Please copy out, word for word, the lines of the material starting at the line that contains "the blue denim" and ending at the line that contains "column 316, row 247", with both of those lines included.

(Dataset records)
▶
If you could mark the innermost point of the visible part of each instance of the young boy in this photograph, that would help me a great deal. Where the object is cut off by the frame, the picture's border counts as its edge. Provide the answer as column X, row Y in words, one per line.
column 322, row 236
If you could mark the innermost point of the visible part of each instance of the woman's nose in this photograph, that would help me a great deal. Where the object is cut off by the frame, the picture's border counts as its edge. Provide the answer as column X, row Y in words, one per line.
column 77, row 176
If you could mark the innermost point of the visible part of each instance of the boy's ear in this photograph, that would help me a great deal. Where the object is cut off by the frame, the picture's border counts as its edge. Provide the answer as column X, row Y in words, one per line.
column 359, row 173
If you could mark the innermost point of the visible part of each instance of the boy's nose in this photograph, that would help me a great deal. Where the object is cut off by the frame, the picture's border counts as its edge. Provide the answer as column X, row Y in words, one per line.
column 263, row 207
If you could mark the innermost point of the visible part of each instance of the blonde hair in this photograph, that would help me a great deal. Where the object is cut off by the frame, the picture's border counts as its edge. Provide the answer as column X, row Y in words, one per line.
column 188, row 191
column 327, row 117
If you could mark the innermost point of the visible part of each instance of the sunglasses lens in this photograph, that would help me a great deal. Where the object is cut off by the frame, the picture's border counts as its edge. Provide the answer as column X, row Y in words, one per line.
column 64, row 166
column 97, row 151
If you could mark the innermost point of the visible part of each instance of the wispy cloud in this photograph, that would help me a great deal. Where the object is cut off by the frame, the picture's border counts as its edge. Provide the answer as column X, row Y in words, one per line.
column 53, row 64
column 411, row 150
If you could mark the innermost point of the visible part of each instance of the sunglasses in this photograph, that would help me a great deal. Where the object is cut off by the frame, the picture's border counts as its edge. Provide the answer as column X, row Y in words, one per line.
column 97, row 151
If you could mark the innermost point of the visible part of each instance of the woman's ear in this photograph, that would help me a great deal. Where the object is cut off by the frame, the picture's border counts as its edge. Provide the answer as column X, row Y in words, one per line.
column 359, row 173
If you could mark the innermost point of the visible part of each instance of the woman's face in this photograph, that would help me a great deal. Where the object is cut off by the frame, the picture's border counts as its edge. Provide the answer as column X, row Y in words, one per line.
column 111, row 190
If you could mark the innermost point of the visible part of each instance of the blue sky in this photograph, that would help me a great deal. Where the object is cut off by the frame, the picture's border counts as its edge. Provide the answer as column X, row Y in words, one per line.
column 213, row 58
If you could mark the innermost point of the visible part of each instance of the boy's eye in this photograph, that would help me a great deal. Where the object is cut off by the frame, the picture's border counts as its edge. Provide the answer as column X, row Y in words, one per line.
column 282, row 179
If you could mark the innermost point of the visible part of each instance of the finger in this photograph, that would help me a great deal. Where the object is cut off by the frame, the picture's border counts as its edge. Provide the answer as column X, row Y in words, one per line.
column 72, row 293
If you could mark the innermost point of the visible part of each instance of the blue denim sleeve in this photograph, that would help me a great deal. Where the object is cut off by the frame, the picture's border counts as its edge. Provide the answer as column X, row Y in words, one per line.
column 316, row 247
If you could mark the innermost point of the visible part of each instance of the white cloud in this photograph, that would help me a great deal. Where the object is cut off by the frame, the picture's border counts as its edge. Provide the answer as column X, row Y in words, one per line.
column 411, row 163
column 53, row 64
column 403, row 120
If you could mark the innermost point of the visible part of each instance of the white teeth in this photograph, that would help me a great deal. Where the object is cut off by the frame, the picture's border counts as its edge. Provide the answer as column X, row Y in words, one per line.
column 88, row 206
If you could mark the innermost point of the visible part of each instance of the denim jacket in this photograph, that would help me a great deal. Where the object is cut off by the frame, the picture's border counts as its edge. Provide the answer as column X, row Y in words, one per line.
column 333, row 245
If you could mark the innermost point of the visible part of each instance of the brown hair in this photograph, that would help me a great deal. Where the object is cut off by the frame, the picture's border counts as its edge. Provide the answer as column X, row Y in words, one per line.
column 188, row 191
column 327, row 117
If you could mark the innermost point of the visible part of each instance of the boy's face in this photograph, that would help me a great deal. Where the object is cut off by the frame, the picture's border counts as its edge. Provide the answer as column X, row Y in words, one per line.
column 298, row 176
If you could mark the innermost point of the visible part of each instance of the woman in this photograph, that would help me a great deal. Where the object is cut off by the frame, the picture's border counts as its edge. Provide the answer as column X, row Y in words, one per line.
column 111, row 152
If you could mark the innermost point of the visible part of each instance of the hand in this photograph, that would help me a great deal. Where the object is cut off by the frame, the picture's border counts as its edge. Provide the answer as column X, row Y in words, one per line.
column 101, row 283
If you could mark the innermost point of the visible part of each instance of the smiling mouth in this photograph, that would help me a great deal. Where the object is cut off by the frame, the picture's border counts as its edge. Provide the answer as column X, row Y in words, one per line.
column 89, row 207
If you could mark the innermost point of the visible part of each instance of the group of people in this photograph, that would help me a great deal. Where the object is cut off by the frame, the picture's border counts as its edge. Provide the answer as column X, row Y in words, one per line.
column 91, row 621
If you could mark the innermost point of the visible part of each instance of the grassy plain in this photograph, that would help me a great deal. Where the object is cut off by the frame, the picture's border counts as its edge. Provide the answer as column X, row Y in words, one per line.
◀
:: Task answer ::
If you could mark the innermost point of the visible part of each instance of the blue denim sleeve in this photograph, that would help me a great deal. Where the object is cut off by the frame, the picture's border counts as its edge. Provide the answer as column X, row Y in words, one per line.
column 316, row 247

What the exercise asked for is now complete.